- **Material provided**:

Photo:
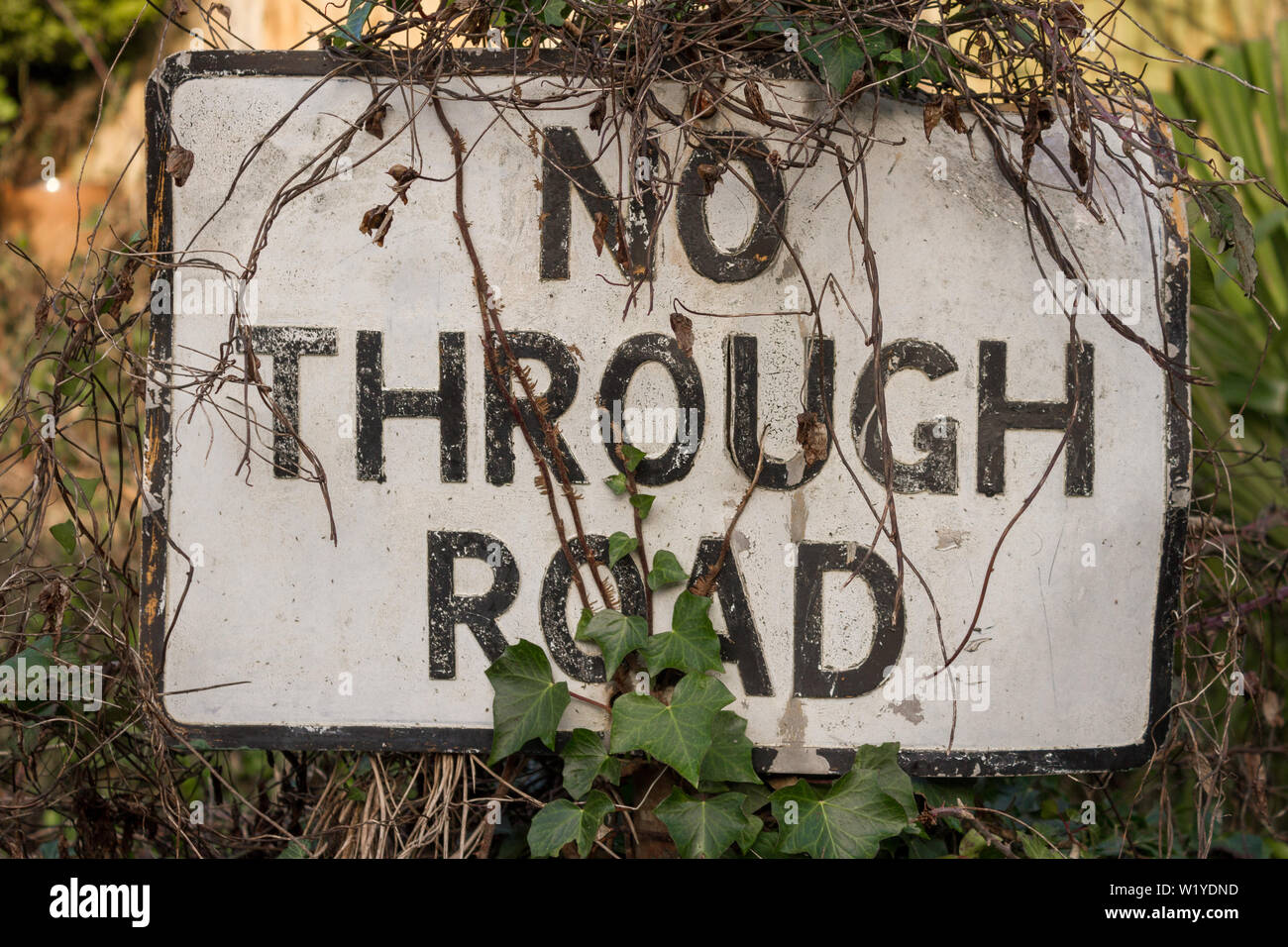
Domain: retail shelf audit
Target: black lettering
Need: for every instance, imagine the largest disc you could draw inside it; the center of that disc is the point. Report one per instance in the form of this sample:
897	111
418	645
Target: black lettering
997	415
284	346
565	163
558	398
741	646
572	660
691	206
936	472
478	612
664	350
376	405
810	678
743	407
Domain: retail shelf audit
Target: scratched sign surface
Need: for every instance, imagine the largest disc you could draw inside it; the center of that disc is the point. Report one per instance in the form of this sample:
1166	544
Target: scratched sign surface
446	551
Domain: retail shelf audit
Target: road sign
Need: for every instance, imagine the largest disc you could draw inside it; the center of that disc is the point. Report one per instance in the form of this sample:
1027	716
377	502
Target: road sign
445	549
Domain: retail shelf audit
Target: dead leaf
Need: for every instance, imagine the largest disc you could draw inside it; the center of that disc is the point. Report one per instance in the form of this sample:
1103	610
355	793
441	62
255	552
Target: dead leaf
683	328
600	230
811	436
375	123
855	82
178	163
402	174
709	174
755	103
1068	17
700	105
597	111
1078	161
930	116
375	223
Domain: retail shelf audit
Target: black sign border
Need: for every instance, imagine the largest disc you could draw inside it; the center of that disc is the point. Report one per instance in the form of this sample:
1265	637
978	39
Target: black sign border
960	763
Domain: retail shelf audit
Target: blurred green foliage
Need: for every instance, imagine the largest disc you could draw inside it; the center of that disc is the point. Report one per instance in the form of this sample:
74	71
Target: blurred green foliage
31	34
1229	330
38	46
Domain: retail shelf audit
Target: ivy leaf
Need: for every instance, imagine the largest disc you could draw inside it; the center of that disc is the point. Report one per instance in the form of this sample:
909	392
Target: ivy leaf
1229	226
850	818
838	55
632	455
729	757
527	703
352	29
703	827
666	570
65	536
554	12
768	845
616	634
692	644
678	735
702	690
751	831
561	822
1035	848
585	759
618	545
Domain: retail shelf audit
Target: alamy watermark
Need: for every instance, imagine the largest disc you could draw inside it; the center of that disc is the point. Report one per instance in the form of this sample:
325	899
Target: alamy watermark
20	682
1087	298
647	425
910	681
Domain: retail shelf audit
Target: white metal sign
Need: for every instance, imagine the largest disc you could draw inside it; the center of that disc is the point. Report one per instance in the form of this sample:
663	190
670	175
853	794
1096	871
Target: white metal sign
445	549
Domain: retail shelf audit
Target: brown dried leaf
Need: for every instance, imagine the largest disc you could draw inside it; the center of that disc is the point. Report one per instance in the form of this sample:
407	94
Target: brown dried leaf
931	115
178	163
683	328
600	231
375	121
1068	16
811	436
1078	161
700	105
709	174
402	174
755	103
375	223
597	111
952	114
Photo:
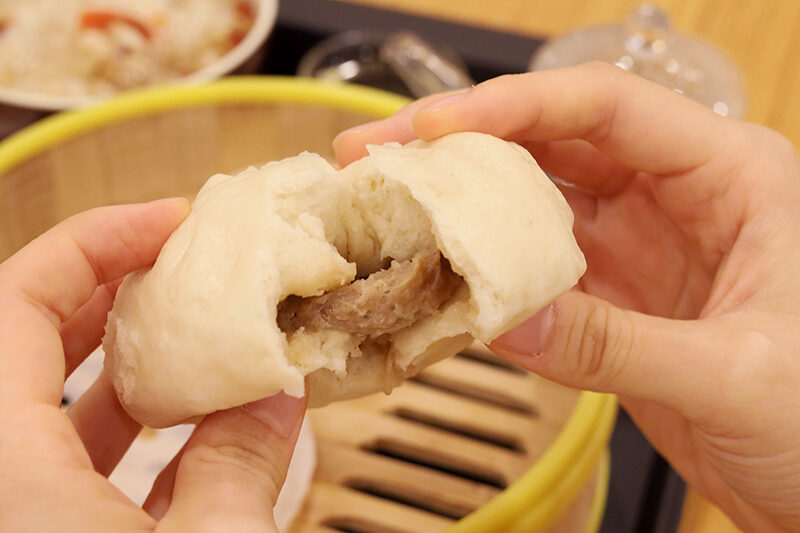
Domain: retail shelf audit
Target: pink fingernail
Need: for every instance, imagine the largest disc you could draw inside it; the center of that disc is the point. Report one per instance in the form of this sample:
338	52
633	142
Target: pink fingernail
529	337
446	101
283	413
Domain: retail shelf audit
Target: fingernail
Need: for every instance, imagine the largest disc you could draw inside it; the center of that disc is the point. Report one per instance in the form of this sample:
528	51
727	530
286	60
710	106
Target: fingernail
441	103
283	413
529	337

- **Exercise brief**:
Return each line above exactly; any pictures are to be skipped.

- **Your solution**:
Photo:
Domain: retail shelf audit
Target: black lettering
Need: for every instance, imagine the largest disc you could draw inside it; the center of that disc is the point. Report one per instance in the form of this sample:
897	111
418	645
Target: black lettering
997	415
284	346
565	163
558	398
741	646
572	660
691	206
936	472
478	612
664	350
376	405
810	678
743	407
Domain: retail shelf audit
Target: scratched sign surface
Need: for every instance, imagine the largest disc you could draw inside it; the center of that disc is the point. Report one per instance in the form of this sample:
1166	544
Target: scratched sign surface
446	551
Domain: retail shelf audit
Target: road sign
Need: for every instance, imagine the largest disc you could draw inside it; the center of that disc is the point. Report one per instance in the form of this sample:
1027	716
377	502
Target: road sign
445	549
Domain: retail shelf audit
Target: dead leaf
Need: for every instance, imagine the largest disc you could draw inside it; the center of that disc is the point. Report one per instance in the form of this sample:
1103	610
355	793
441	62
255	552
Target: dead leaf
683	328
600	230
811	436
375	123
855	82
178	163
402	174
709	174
755	103
1068	17
700	105
597	111
1078	161
930	116
375	223
Domain: retail shelf audit
Target: black sign border
Need: for every instance, imagine the largest disc you could draw inside it; the center of that disc is the point. Report one per instance in the form of this sample:
1265	637
978	39
Target: black sign border
960	763
Domain: retail shelf audit
Target: blurred green foliage
Need: for every instance, imagine the largest disc you could draw inside it; the center of that disc is the point. Report one per instance in the form of this sample:
74	71
Target: blurred green foliage
31	34
1229	330
38	46
Domain: retail shelf audit
Target: ivy leaf
Need: for every instance, imagine the largest disc you could draw inside it; the center of that disc is the point. Report one per instance in the form of this sample:
909	392
Target: ivy leaf
1229	226
850	818
838	55
632	455
729	757
527	703
352	29
703	827
666	570
65	536
554	12
768	845
616	634
692	644
678	735
702	690
751	831
561	822
1035	848
585	759
618	545
Domain: retail shelf audit
Target: alamy watermark
Need: for every instance, imagine the largest disc you could draw inside it; the center of that disc is the point. Report one per instance in the form of this sample:
325	899
Target: alamy watermark
20	682
1087	298
647	425
910	681
Domain: retail shelf audit
Target: white metal sign
Need: for every instance, imagine the largest disc you could draw inside it; the center of that disc is the point. Report one per instance in the form of this sample:
663	190
670	175
853	794
1096	871
Target: white metal sign
445	549
Domain: retail shelf audit
Target: brown dried leaf
Need: for every instance, imagine the largest disc you could draw inside it; the center of that disc is the point. Report one per instance in the form of this sample:
407	94
Target: brown dried leaf
931	115
178	163
683	328
600	231
375	121
1068	16
811	436
1078	161
700	105
709	174
402	174
755	103
375	223
597	111
952	114
Photo:
Domain: retail shelf audit
Target: pink fingernail
Need: for every instance, imagine the largest disc you could draw inside it; the center of that disc is the point. Report one per instance in the form of this sample:
338	52
633	142
Target: pink fingernail
529	337
446	101
283	413
Domain: retail shelf audit
Target: fingernail
Need: for every instance, imagine the largest disc you could draw inside it; the center of that disc is the point. Report one per instance in the form of this sample:
528	51
727	530
286	60
710	106
Target: fingernail
441	103
283	413
529	337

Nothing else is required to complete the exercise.